--- Information supplied ---
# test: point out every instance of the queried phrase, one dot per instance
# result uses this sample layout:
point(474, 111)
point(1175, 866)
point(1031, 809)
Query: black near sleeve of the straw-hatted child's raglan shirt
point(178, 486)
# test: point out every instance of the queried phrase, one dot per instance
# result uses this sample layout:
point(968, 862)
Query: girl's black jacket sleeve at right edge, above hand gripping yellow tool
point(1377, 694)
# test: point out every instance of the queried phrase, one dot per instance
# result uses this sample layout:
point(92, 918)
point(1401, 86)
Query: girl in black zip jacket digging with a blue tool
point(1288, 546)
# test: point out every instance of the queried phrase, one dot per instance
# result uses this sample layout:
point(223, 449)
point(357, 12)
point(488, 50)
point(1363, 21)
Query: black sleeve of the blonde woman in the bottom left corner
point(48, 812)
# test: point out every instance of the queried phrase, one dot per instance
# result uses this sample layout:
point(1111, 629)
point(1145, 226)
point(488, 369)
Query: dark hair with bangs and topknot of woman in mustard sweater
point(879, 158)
---
--- Information supplied ---
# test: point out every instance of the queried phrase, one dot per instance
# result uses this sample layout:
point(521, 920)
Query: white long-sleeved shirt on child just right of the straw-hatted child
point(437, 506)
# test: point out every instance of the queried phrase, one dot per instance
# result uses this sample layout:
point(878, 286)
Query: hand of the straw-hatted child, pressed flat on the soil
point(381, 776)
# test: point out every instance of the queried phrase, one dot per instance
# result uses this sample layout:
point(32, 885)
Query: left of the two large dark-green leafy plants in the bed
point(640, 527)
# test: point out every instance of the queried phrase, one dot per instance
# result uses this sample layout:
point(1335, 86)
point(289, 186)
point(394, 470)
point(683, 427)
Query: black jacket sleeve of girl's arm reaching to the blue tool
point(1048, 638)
---
## [Problem to work on]
In the listing above, find the line containing "point(878, 286)" and the line containing "point(32, 885)", then quote both, plus every line between them, exactly as written.

## [Task solution]
point(878, 286)
Query: hand of the straw-hatted child, pressed flat on the soil
point(381, 776)
# test: point out every instance of the queried phrase, one dot per instance
# result uses this sample layout:
point(32, 885)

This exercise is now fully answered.